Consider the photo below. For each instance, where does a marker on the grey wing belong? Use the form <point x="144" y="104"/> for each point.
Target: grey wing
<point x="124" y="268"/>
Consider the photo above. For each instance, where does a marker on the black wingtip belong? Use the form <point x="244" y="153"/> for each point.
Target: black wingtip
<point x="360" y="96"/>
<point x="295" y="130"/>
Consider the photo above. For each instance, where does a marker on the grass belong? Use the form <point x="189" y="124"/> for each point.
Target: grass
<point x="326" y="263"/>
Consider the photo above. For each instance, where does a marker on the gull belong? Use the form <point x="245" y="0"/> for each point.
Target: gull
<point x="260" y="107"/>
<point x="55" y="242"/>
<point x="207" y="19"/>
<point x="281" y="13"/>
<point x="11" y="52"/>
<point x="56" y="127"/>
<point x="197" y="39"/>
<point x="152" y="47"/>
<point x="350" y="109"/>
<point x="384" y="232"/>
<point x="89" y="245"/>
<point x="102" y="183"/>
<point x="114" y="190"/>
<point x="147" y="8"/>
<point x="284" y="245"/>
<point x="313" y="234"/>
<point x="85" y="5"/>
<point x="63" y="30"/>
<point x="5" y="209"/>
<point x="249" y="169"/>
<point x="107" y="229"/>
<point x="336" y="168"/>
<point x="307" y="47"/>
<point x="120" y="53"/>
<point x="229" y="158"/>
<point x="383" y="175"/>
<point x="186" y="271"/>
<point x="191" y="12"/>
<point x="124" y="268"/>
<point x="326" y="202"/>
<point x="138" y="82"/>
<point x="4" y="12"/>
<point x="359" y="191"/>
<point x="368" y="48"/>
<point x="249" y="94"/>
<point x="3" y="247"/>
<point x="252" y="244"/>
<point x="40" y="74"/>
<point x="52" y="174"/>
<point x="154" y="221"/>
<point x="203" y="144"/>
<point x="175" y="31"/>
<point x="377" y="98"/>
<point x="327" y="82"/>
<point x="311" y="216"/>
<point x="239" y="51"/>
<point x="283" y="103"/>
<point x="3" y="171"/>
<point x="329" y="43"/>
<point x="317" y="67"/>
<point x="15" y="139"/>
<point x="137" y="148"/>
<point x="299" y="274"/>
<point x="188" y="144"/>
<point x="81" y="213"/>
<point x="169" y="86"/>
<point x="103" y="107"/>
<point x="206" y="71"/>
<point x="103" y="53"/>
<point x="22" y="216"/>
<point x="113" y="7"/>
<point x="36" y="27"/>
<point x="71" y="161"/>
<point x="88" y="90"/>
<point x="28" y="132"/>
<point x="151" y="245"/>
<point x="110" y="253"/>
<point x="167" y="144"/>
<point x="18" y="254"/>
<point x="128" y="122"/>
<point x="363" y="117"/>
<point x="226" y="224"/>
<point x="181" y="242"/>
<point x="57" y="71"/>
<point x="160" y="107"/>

→ **EXERCISE AIM**
The reply must contain each line of the material, reproduced faithfully.

→ **TASK RESULT**
Consider the photo below. For each instance, where does a marker on the grey wing belong? Use the form <point x="144" y="104"/> for each point.
Target: grey wing
<point x="124" y="268"/>
Consider the photo above. For each instance, where does a marker on the black wingtip belong? Use the form <point x="244" y="153"/> for each point.
Target: black wingtip
<point x="360" y="96"/>
<point x="295" y="130"/>
Consider the photo above. For each instance, where does a marker on the grass belong? Use the form <point x="189" y="124"/> for each point.
Target: grass
<point x="326" y="263"/>
Consider the photo above. For each instance, where does a marker on the gull belong? Use the form <point x="245" y="0"/> for each point.
Target: gull
<point x="260" y="107"/>
<point x="55" y="242"/>
<point x="207" y="19"/>
<point x="281" y="13"/>
<point x="11" y="52"/>
<point x="56" y="127"/>
<point x="197" y="39"/>
<point x="152" y="47"/>
<point x="350" y="109"/>
<point x="384" y="232"/>
<point x="89" y="245"/>
<point x="102" y="183"/>
<point x="114" y="190"/>
<point x="147" y="8"/>
<point x="284" y="245"/>
<point x="313" y="234"/>
<point x="85" y="5"/>
<point x="63" y="30"/>
<point x="5" y="209"/>
<point x="249" y="169"/>
<point x="107" y="229"/>
<point x="336" y="168"/>
<point x="307" y="47"/>
<point x="120" y="53"/>
<point x="229" y="158"/>
<point x="383" y="175"/>
<point x="186" y="271"/>
<point x="191" y="12"/>
<point x="124" y="268"/>
<point x="326" y="202"/>
<point x="138" y="82"/>
<point x="4" y="12"/>
<point x="359" y="191"/>
<point x="368" y="48"/>
<point x="249" y="94"/>
<point x="3" y="247"/>
<point x="252" y="244"/>
<point x="40" y="74"/>
<point x="52" y="174"/>
<point x="154" y="221"/>
<point x="203" y="144"/>
<point x="175" y="31"/>
<point x="377" y="98"/>
<point x="327" y="82"/>
<point x="311" y="216"/>
<point x="239" y="51"/>
<point x="283" y="103"/>
<point x="3" y="171"/>
<point x="329" y="43"/>
<point x="317" y="67"/>
<point x="15" y="139"/>
<point x="137" y="148"/>
<point x="299" y="274"/>
<point x="188" y="144"/>
<point x="81" y="213"/>
<point x="169" y="86"/>
<point x="103" y="107"/>
<point x="206" y="71"/>
<point x="103" y="53"/>
<point x="22" y="216"/>
<point x="113" y="7"/>
<point x="36" y="27"/>
<point x="71" y="161"/>
<point x="88" y="90"/>
<point x="28" y="132"/>
<point x="151" y="245"/>
<point x="110" y="253"/>
<point x="167" y="144"/>
<point x="18" y="254"/>
<point x="128" y="122"/>
<point x="363" y="117"/>
<point x="226" y="224"/>
<point x="181" y="242"/>
<point x="57" y="71"/>
<point x="160" y="107"/>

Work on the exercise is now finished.